• Consignes
a - D'après le texte sur le « gloubi-boulga », pourquoi Laurent Jacobelli parle-t-il d'un « gloubi-boulga politique » face au Rassemblement national ? Répondez en une à trois phrases.
b - Rédigez la suite du texte sur le « gloubi-boulga » à partir de sa dernière phrase.

------ Document source

Périodiquement employé dans les médias, le mot est revenu en force dans le vocabulaire politique depuis la dissolution de l'Assemblée nationale, au soir du scrutin européen du 9 juin. Si le président Emmanuel Macron, en justifiant sa décision de renvoyer les Français aux urnes, avait exprimé le besoin d'une "clarification" de la vie politique, observateurs et acteurs des tractations immédiatement entamées lui ont vite opposé le risque accru d'un "gloubi-boulga" issu de la recomposition.
Ces derniers jours, l'emballement pour cette expression s'est confirmé. Pour ne citer que quelques exemples :
- "Je ne participerai pas à un gouvernement qui serait une coalition hétéroclite et improvisée", un "gloubi-boulga". – François Ruffin, candidat en dissidence de La France insoumise aux élections législatives, le 4 juillet.
- "En face du Rassemblement national, qui est la seule offre cohérente, avec ses alliés, on a une espèce de gloubi-boulga politique, avec Gérald Darmanin soutenu par La France insoumise, la même France insoumise qui veut désarmer la police et qui chante à tue-tête 'Tout le monde déteste la police'." – Laurent Jacobelli, porte-parole du Rassemblement national, le 5 juillet sur TF1.

------------
------ Données brutes

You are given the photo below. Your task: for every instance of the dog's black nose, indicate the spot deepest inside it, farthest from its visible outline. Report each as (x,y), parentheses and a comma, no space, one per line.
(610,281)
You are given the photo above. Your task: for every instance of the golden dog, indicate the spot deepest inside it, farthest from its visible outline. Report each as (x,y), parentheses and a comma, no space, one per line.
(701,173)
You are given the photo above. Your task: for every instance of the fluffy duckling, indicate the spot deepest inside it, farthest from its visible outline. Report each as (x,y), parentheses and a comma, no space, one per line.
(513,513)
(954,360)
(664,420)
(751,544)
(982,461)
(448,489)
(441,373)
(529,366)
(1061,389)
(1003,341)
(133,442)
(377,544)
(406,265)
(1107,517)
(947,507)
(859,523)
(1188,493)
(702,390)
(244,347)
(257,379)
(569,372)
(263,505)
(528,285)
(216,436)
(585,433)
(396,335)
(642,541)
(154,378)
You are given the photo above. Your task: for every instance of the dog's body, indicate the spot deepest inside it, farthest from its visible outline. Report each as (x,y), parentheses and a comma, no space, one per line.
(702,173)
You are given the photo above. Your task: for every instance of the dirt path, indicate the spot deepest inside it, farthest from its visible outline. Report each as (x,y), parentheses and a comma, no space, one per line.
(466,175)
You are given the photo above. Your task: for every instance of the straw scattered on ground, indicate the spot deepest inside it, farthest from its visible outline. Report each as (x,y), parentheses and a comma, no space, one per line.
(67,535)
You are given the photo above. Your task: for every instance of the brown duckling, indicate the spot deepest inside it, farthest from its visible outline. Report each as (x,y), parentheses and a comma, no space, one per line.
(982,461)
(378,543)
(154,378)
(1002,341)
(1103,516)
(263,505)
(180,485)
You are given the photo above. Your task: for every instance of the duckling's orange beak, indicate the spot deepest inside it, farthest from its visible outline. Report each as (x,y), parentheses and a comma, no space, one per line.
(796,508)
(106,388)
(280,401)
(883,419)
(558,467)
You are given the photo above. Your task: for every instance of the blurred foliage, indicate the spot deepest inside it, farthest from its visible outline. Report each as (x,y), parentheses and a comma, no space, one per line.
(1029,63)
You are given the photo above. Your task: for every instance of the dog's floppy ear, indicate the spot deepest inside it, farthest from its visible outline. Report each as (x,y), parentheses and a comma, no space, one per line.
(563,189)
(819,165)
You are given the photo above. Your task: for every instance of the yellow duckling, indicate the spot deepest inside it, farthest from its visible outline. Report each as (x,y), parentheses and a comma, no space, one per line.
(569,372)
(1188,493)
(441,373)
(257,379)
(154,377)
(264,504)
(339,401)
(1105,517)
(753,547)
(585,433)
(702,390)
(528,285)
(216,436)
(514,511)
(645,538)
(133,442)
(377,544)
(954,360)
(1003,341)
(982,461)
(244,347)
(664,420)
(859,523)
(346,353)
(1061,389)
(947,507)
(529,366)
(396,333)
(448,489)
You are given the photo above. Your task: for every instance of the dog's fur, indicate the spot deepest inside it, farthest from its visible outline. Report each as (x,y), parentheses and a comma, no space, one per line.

------------

• Corrigés
a - Selon Laurent Jacobelli, le Rassemblement national et ses alliés forment la seule offre cohérente. En face, Gérald Darmanin est soutenu par La France insoumise, alors que ce parti veut désarmer la police et chante à tue-tête « Tout le monde déteste la police ».

b -
- "Le nouveau gouvernement […] devra être soutenu par une majorité qui devra […] choisir un des caps, pas faire quelque chose qui est un gloubi-boulga, qui n'a pas de sens." Mélanie Vogel, sénatrice écologiste représentant les Français de l'étranger, le 8 juillet sur RTL.
- "Qui pour gouverner ce gloubi-boulga ? L’Histoire marquera au fer rouge la fin du macronisme et cette folle décision du 9 juin 2024." – Aurélien Viers, directeur de la rédaction du quotidien régional La Provence, dans son édito du 8 juillet.
Christophe Izard, le créateur de "L'île aux enfants", qui avait inventé le plat et son nom, ne s'imaginait sans doute pas que le mot passerait à la postérité. Il fêtera pourtant en septembre prochain – tout comme Casimir – son cinquantième anniversaire.